----- Information given

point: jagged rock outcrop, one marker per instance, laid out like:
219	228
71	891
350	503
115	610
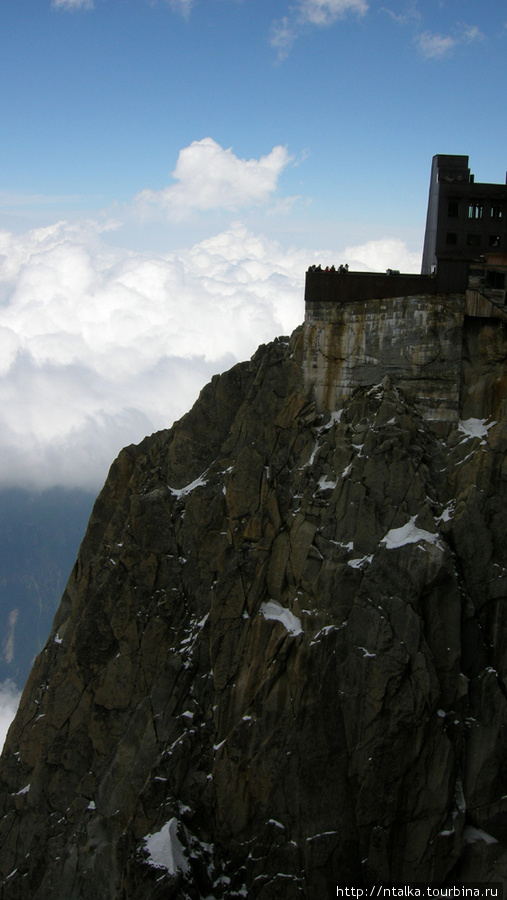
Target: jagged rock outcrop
280	662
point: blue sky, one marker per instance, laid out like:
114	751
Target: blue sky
169	169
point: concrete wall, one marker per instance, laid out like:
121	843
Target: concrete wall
416	340
327	287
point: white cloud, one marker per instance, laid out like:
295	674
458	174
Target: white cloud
100	346
209	177
325	12
435	45
379	255
72	4
182	6
282	36
9	700
322	13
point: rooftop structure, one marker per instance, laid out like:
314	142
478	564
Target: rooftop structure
466	224
465	250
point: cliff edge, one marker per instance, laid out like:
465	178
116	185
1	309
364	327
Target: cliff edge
280	662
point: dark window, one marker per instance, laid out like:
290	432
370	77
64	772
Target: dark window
495	280
475	210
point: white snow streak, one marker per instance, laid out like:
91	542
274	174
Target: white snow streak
165	850
409	534
275	611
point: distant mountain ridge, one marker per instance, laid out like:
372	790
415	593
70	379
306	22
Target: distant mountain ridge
279	663
40	533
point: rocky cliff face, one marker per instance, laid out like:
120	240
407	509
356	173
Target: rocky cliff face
280	662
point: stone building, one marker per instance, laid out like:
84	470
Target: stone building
466	224
431	333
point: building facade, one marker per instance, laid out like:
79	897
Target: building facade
466	225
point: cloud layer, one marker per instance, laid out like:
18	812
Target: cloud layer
100	345
9	699
209	177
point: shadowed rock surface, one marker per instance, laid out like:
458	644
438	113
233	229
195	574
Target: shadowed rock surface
280	662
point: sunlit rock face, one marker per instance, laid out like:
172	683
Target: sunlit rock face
280	660
417	340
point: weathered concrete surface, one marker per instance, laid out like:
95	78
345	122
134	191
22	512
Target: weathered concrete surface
415	340
280	662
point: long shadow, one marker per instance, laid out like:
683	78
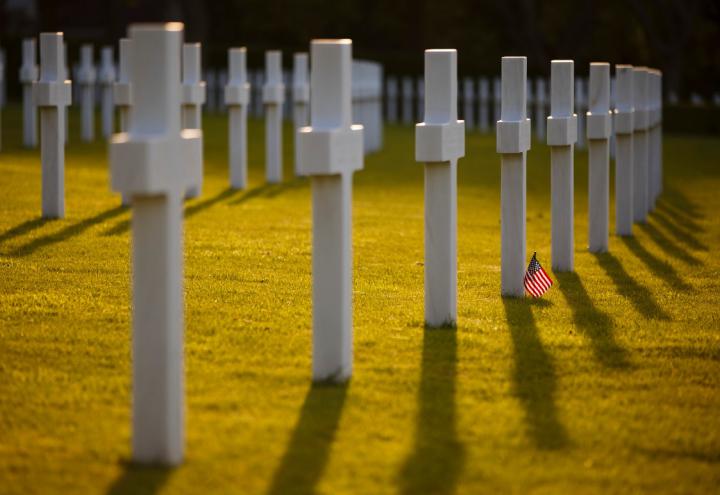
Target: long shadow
628	287
659	267
67	232
679	217
678	201
194	209
595	324
23	228
534	377
438	457
307	454
271	190
668	245
140	480
682	233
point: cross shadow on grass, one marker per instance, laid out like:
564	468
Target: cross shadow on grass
23	228
534	376
668	245
628	287
138	479
67	232
307	453
438	457
682	232
593	323
658	267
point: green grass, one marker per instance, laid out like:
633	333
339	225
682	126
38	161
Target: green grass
610	384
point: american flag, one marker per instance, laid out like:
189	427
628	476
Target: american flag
537	282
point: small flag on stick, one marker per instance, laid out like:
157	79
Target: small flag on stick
537	281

----------

**Aim of the task**
Rewrite everything in the listing from the line containing "point: cross shadow" down to the end of the listing, shifting every number in the answer point coordinates up by 126 and leaving all other lines unchanged.

**Answer**
point: cross shadow on grass, one marker per instance, laid out like:
564	468
Target: cross shadow on grass
149	354
660	502
794	371
754	413
264	605
193	358
433	579
564	583
808	358
719	449
784	393
point: green grass, one marker per instance, laid out like:
633	333
339	225
682	126
38	161
Target: green grass
736	510
point: american flag, one marker per instance, laid out like:
189	427
628	476
Target: american flag
663	408
point: small flag on stick, one marker per instance, laid out like:
157	79
Target: small flag on stick
663	407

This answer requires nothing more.